Task to complete
Here are some records. Copy each one exactly.

Raw data
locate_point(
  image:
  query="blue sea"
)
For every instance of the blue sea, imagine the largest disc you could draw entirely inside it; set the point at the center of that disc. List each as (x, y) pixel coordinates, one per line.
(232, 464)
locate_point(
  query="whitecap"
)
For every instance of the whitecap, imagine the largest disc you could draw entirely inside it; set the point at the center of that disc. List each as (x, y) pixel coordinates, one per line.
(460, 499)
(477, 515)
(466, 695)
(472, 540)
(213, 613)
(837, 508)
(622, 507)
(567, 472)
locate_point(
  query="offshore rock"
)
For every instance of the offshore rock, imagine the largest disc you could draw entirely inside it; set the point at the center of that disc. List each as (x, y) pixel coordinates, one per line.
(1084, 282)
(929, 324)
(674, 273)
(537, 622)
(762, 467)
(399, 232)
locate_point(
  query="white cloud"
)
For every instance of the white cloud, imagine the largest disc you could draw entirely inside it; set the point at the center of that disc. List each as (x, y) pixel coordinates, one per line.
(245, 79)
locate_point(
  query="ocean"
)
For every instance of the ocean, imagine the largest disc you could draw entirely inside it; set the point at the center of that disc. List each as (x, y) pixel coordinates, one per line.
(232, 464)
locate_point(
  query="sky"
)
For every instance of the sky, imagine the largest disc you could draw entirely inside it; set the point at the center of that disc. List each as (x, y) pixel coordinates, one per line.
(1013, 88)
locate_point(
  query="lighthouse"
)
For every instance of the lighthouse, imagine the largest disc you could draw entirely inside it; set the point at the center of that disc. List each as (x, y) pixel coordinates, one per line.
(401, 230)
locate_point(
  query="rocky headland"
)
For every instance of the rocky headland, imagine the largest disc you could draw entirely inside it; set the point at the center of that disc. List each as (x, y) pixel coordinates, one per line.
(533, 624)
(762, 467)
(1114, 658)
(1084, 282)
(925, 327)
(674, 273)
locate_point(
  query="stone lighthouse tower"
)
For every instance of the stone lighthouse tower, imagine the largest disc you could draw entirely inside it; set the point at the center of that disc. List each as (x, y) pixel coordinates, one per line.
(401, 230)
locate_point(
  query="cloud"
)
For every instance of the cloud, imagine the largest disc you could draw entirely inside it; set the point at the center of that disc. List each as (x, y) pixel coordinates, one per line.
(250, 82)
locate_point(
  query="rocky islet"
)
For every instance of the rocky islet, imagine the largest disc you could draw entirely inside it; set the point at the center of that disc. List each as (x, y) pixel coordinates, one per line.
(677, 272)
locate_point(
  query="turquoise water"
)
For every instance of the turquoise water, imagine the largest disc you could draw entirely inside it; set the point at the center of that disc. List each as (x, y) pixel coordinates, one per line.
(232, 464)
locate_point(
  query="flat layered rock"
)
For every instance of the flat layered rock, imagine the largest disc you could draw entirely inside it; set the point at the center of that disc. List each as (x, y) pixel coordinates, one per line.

Output for this task
locate_point(
  image:
  query="blue sea"
)
For every instance of the blue sea, imagine the largest disc you could draw entirely inside it; set the point at the center of that disc. List each as (x, y) pixel coordinates, one per line.
(232, 464)
locate_point(
  query="whitecap"
)
For every instance of the whitecap, imagine the largest disc you could draw entirely inside it; set the point at the center of that disc. List each as (x, y) pixel coordinates, one per line.
(460, 499)
(477, 515)
(466, 695)
(472, 540)
(213, 613)
(837, 508)
(622, 507)
(567, 472)
locate_point(
  query="offshore rock"
)
For every instance of the offshore rock, imagine the largest disc you could draw entirely inside it; set the point at the center of that disc. List each as (x, y) pixel coordinates, one per line.
(1084, 282)
(929, 324)
(674, 273)
(537, 622)
(762, 467)
(399, 232)
locate_point(
  query="white cloud"
)
For every instance of the white cloud, imagine the largest disc you could draw entirely inside it; set the point at the center of that disc. List each as (x, y) pixel coordinates, one per line.
(245, 79)
locate_point(
  query="ocean"
)
For every instance of the ocean, imagine the largest disc you could draw entirely inside it; set the point at the center of that disc. List each as (x, y) pixel coordinates, one per line.
(232, 464)
locate_point(
  query="sky"
)
For every instance of the sky, imagine the largest disc you could draw entirely inside it; set the point at the center of that disc. List each as (x, y) pixel coordinates, one per line.
(1013, 88)
locate_point(
  query="lighthouse"
)
For every instance of the lighthouse, imagine the largest disc you could draw entirely inside it; set the point at the center of that disc. List each as (x, y) pixel coordinates, one per line.
(401, 230)
locate_point(
  query="rocky headland"
)
For every instance of the rocky headland, imagine the largest disc you could draw entirely inside it; set the point at the center of that disc. List each as (x, y) pixel coordinates, one per line.
(533, 624)
(762, 467)
(1114, 658)
(1084, 282)
(925, 327)
(674, 273)
locate_point(
  query="stone lighthouse tower"
)
For every instance of the stone lighthouse tower, imagine the largest disc you could draw entirely inside it; set the point at the center of that disc. List each as (x, y) pixel coordinates, one per line.
(401, 230)
locate_point(
  query="cloud"
)
For every instance of the cloud, imagine the largest disc you could draw entirely inside it; set the point at the center of that disc. List each as (x, y) pixel coordinates, one per line.
(250, 82)
locate_point(
  query="rocky islet"
)
For every instance of the rocky islet, imagine the largest disc you could draw entirely inside it; set the point at the center of that disc. List each as (x, y) pixel coordinates, one per line.
(677, 272)
locate_point(
  query="turquoise water"
)
For every instance of the turquoise water, imagine the largest disc you could draw entirely inside it; set the point at the center of that disc. List each as (x, y) pixel coordinates, one per line.
(232, 464)
locate_point(
  query="flat layered rock"
)
For every instance of the flat layered rock, imagine the largest disc you could draw entirely inside it; set the point at the center of that disc. List each as (x, y) pixel coordinates, one per line.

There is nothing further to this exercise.